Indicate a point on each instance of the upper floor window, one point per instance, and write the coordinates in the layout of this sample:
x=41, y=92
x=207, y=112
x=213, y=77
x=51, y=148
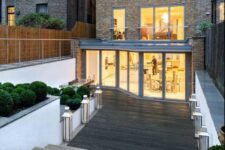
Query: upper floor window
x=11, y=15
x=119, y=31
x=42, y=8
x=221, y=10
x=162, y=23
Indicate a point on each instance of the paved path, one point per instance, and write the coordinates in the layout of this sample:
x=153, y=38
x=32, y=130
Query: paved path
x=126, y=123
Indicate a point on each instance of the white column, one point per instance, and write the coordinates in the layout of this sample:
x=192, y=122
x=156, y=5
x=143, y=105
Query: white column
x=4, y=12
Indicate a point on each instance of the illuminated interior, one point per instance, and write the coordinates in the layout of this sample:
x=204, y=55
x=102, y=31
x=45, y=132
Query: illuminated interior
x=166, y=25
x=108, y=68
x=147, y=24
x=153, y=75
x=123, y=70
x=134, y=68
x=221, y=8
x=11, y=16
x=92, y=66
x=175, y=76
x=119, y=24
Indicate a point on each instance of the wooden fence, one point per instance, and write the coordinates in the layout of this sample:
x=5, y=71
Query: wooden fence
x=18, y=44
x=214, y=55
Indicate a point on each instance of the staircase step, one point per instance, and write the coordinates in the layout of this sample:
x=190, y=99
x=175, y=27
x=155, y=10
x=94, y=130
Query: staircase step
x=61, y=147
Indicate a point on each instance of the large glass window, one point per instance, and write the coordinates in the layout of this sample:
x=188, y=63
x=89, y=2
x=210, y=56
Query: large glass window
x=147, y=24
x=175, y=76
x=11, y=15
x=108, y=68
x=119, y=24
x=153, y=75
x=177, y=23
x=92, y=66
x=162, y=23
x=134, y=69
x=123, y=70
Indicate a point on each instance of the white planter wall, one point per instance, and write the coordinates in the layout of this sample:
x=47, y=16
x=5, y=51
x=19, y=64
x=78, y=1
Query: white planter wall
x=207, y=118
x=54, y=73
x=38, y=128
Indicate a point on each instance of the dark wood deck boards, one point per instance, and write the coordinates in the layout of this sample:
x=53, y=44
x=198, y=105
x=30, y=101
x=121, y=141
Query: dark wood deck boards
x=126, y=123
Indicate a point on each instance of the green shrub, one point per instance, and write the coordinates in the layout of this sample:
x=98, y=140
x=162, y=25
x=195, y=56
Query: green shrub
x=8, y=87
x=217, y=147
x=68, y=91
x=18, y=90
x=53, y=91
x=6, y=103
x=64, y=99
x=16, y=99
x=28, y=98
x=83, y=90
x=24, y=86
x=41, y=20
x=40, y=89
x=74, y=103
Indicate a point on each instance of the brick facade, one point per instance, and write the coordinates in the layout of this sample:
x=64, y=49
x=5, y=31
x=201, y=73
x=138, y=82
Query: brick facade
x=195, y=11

□ □ □ □ □ □ □

(Written instruction): Return all of the material above, line for line and unchanged, but leave out the picture.

(Expected answer):
Indicate a point on each instance of the upper floor window, one point per instance, and write the coordinates in the layout of this sample:
x=41, y=92
x=207, y=112
x=213, y=77
x=51, y=148
Query: upper floor window
x=11, y=15
x=119, y=31
x=42, y=8
x=221, y=10
x=162, y=23
Indicate a point on each instance of the paved path, one point per instance, and write the coordinates in the layout of this sample:
x=153, y=38
x=32, y=130
Query: paved path
x=126, y=123
Indicate a point on each instance of the white column, one point per instance, and write the coordinates in the layout of this sample:
x=192, y=122
x=156, y=5
x=143, y=105
Query: white column
x=4, y=12
Indicate a point on each instance of the illuminated interior, one point per instance, and write the coordinates in the layout of this sample:
x=204, y=55
x=102, y=31
x=45, y=132
Query: illuminated interior
x=166, y=25
x=108, y=68
x=147, y=24
x=153, y=75
x=123, y=70
x=134, y=68
x=221, y=8
x=11, y=16
x=92, y=66
x=175, y=76
x=119, y=24
Indicate a point on each instance of the wooden fence, one point per instance, and write the coordinates in the layout of this sample:
x=5, y=71
Query: wooden fence
x=18, y=44
x=214, y=55
Indicate a point on each instance of the staircase step, one point per instance, and write the coordinates in the layout of this sample:
x=190, y=99
x=175, y=27
x=155, y=10
x=94, y=130
Query: staircase step
x=61, y=147
Indicate a point on each instance of the large glass window, one point per instance, and write the coordinates in the layout of this sample:
x=188, y=63
x=89, y=2
x=210, y=56
Query: large glass window
x=147, y=24
x=175, y=76
x=11, y=15
x=108, y=68
x=119, y=24
x=153, y=75
x=177, y=23
x=92, y=66
x=162, y=23
x=134, y=69
x=123, y=70
Indicate a point on each instance of the white planter wall, one point per instance, and write the coordinates in the layout of this sample:
x=47, y=16
x=5, y=51
x=19, y=64
x=78, y=1
Query: white planter wall
x=207, y=118
x=54, y=73
x=38, y=128
Indicate a point on each instance of the dark wood deck boards, one point per instance, and write the coordinates in the layout of this sample:
x=53, y=44
x=198, y=105
x=30, y=101
x=121, y=141
Query: dark wood deck boards
x=126, y=123
Indicate a point on each instance of the green shrub, one point per instance, and write the coordinates in the layout of this sample:
x=98, y=140
x=162, y=25
x=195, y=56
Query: green shrub
x=8, y=87
x=217, y=147
x=68, y=91
x=18, y=90
x=53, y=91
x=6, y=103
x=64, y=99
x=16, y=99
x=28, y=98
x=83, y=90
x=24, y=86
x=41, y=20
x=40, y=89
x=74, y=103
Indicate a point on each instance of the brick facade, one point per instance, and write the coordinates in the layout of this sample:
x=64, y=49
x=5, y=31
x=201, y=73
x=138, y=82
Query: brick facade
x=195, y=11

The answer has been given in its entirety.